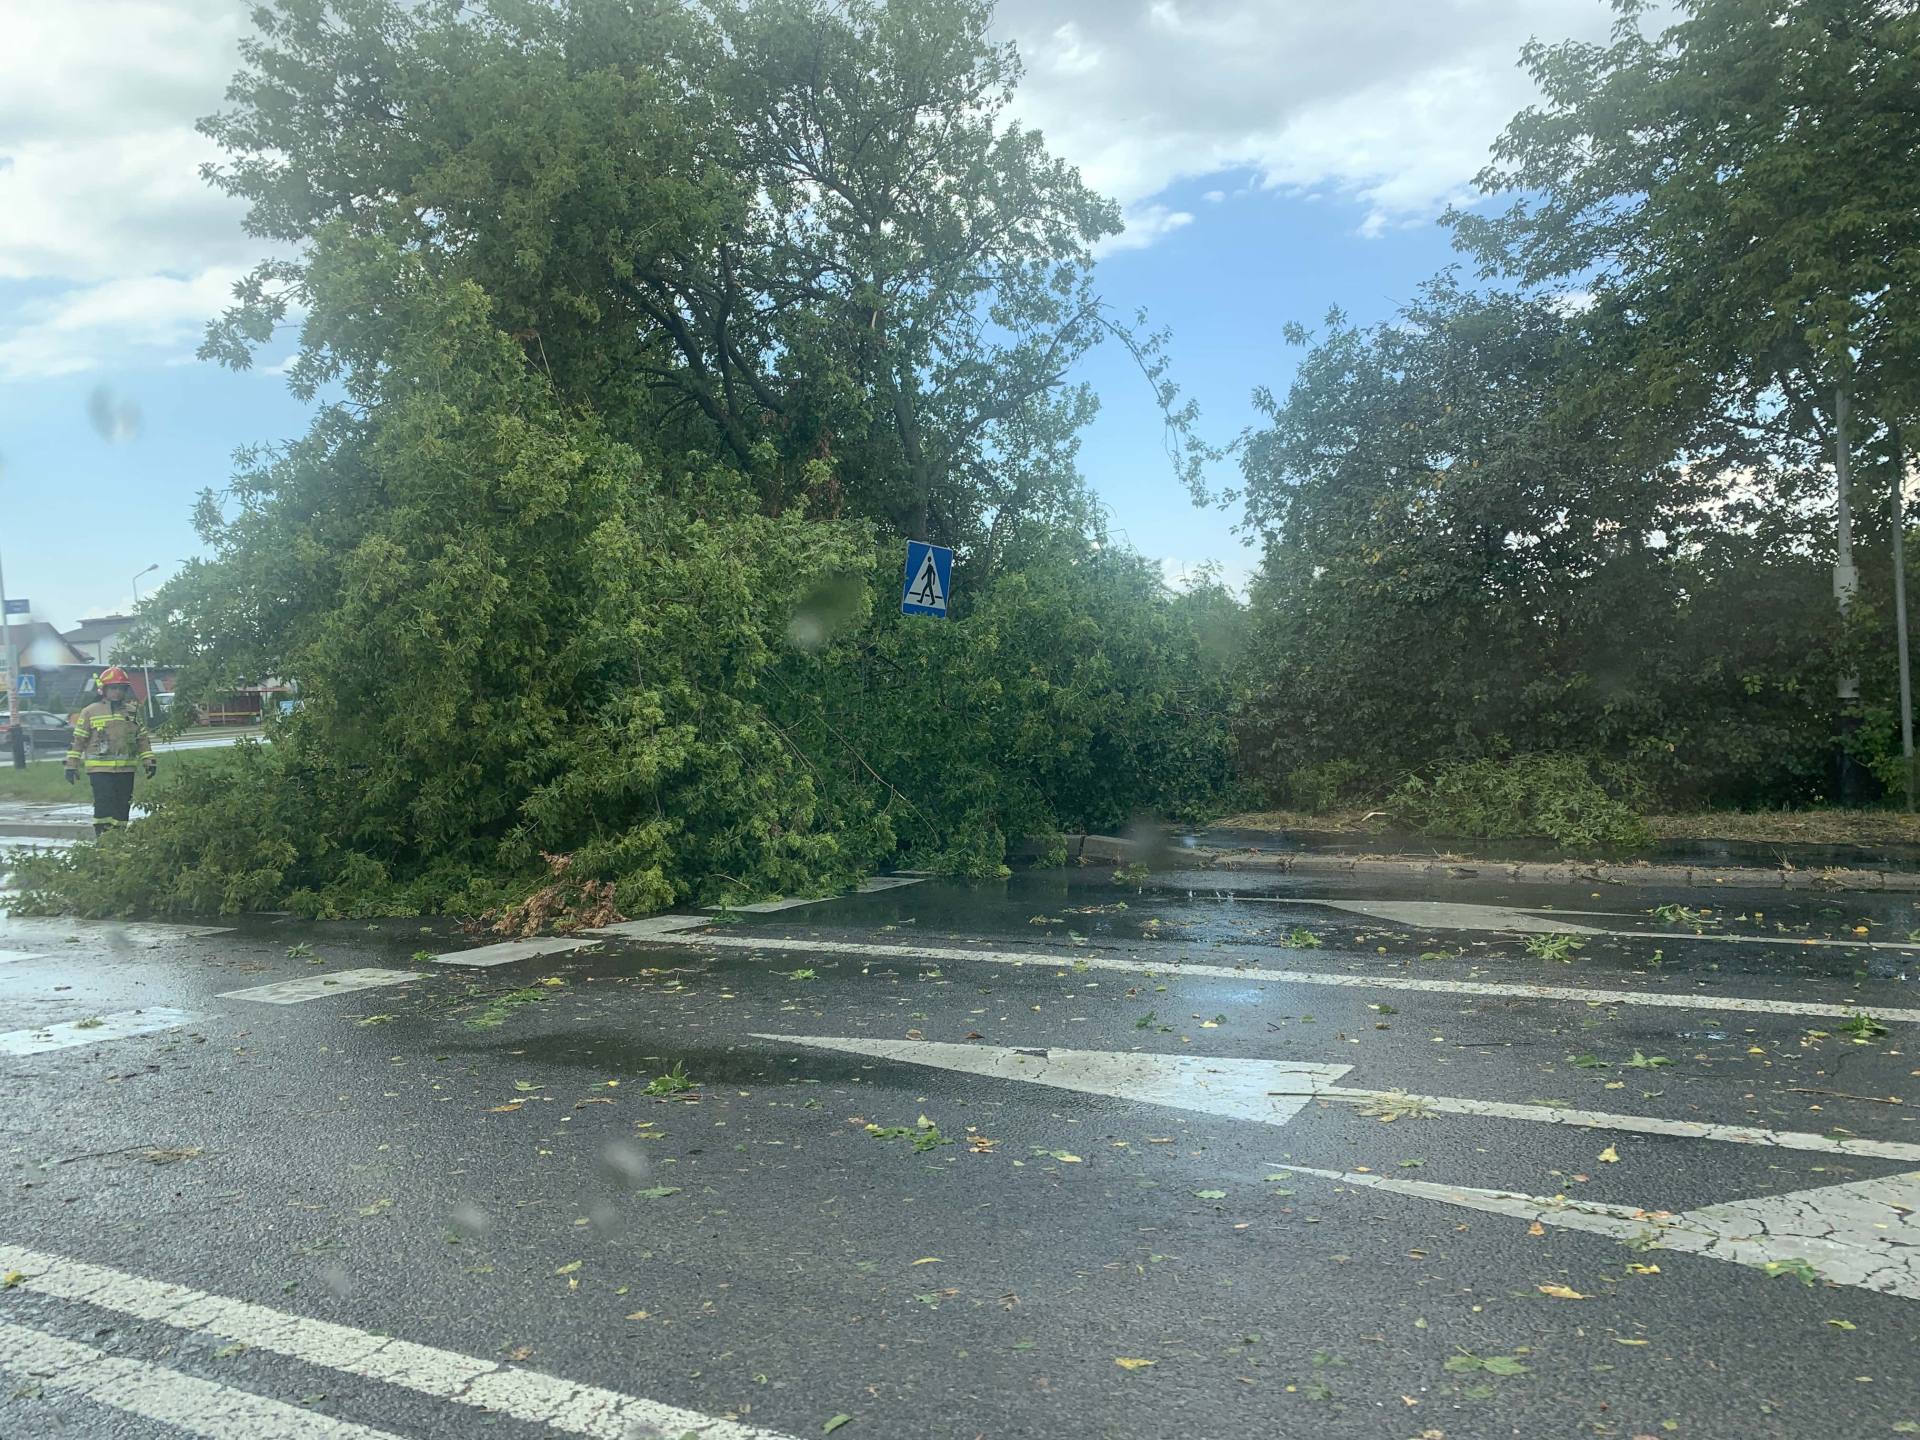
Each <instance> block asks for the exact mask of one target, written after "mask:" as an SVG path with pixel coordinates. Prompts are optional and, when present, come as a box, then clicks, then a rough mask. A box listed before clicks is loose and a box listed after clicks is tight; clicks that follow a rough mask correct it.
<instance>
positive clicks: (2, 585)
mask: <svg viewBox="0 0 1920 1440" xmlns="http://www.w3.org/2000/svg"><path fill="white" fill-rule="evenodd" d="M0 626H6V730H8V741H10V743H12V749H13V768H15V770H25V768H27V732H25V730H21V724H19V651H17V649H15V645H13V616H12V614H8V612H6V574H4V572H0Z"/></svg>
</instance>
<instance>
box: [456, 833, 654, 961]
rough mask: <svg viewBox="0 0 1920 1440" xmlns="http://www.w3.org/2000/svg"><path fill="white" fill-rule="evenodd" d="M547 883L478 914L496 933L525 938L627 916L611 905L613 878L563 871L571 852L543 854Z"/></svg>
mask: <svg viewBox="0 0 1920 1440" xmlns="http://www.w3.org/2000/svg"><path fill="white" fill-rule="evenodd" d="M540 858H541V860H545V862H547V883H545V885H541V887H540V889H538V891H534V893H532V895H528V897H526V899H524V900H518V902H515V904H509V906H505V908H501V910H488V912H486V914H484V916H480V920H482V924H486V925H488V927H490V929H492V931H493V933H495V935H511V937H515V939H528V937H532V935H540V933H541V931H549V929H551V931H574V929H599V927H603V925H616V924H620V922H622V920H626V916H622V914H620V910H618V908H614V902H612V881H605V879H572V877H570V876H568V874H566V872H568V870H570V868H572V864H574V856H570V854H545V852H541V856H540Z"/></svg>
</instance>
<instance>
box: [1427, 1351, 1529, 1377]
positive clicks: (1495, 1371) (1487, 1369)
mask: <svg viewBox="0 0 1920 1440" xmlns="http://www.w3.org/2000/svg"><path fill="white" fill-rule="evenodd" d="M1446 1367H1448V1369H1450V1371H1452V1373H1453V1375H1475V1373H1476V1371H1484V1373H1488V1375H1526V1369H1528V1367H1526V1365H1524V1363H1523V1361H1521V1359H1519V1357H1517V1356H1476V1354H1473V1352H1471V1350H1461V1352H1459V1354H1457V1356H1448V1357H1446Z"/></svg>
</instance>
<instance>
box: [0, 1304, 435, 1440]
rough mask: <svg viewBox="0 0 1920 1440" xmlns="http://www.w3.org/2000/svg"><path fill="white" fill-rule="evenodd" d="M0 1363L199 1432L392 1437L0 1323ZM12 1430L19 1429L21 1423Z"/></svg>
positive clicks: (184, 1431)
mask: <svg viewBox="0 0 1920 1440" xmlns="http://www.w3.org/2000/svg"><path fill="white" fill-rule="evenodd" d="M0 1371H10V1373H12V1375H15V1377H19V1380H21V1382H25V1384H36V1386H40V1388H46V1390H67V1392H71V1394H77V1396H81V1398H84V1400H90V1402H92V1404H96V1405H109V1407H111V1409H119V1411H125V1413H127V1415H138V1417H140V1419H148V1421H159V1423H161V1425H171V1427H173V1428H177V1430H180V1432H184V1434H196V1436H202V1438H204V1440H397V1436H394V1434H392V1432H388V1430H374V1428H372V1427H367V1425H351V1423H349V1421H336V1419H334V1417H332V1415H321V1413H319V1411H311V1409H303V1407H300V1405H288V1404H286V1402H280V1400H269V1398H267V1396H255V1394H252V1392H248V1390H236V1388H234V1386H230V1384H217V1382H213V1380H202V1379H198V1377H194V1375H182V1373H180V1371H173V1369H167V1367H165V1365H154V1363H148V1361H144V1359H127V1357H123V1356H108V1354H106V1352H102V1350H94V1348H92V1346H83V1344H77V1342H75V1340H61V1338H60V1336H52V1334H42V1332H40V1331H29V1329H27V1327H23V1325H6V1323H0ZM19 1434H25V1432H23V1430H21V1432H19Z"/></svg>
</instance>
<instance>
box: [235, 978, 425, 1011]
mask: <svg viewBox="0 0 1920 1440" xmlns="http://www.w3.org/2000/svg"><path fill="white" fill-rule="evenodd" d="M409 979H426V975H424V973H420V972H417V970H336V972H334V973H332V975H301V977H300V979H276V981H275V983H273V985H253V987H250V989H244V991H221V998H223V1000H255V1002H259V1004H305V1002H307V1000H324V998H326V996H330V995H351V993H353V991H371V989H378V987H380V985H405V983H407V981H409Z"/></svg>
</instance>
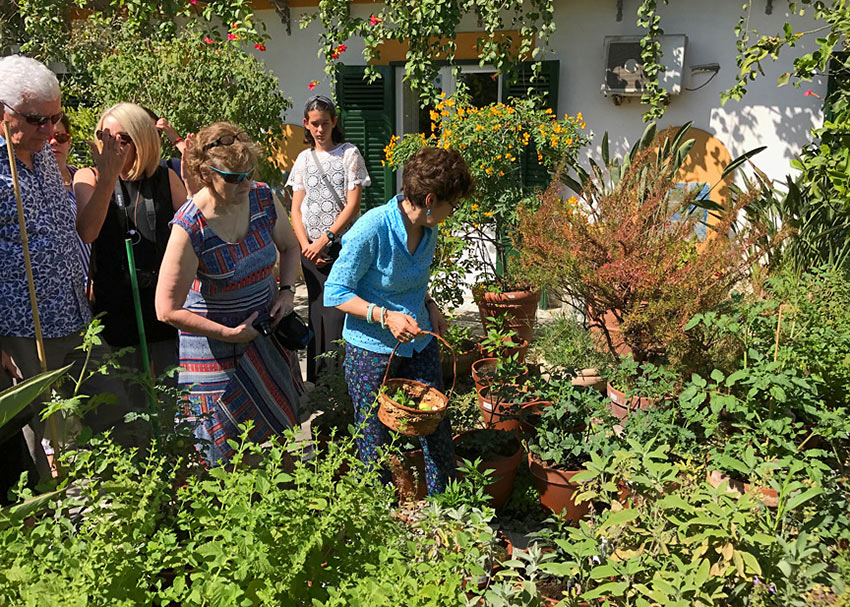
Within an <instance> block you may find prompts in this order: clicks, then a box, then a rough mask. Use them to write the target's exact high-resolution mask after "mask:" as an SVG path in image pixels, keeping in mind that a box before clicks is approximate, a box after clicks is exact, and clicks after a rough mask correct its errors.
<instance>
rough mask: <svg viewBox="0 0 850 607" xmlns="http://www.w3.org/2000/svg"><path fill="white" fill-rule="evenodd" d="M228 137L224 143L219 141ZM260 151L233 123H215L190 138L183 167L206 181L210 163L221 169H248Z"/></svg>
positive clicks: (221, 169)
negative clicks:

Task item:
In the data above, find the line that contains "box: [456, 833, 654, 961]" and the line that contains "1363L199 1432L392 1437L0". Repeat exactly those lines and every line between them, and only those.

Result:
box: [456, 833, 654, 961]
rough mask: <svg viewBox="0 0 1920 1440" xmlns="http://www.w3.org/2000/svg"><path fill="white" fill-rule="evenodd" d="M547 883L478 914L496 933L525 938L627 916L611 905L613 878L563 871L571 852L543 854Z"/></svg>
mask: <svg viewBox="0 0 1920 1440" xmlns="http://www.w3.org/2000/svg"><path fill="white" fill-rule="evenodd" d="M540 858H541V860H545V862H547V883H545V885H541V887H540V889H538V891H534V893H532V895H528V897H526V899H524V900H518V902H515V904H509V906H505V908H501V910H488V912H486V914H484V916H480V920H482V924H486V925H488V927H490V929H492V931H493V933H495V935H511V937H515V939H528V937H532V935H540V933H541V931H549V929H551V931H574V929H599V927H603V925H616V924H620V922H622V920H626V916H622V914H620V910H618V908H614V902H612V881H605V879H572V877H570V876H568V874H566V872H568V870H570V868H572V864H574V856H570V854H545V852H541V856H540Z"/></svg>
</instance>
<instance>
box: [1427, 1351, 1529, 1377]
positive clicks: (1495, 1371) (1487, 1369)
mask: <svg viewBox="0 0 1920 1440" xmlns="http://www.w3.org/2000/svg"><path fill="white" fill-rule="evenodd" d="M1446 1367H1448V1369H1450V1371H1452V1373H1453V1375H1475V1373H1476V1371H1484V1373H1488V1375H1526V1369H1528V1367H1526V1365H1524V1363H1523V1361H1521V1359H1519V1357H1517V1356H1476V1354H1473V1352H1471V1350H1461V1352H1459V1354H1457V1356H1448V1357H1446Z"/></svg>
</instance>
<instance>
box: [0, 1304, 435, 1440]
rough mask: <svg viewBox="0 0 1920 1440" xmlns="http://www.w3.org/2000/svg"><path fill="white" fill-rule="evenodd" d="M0 1363L199 1432L392 1437L0 1323ZM12 1430L19 1429L21 1423Z"/></svg>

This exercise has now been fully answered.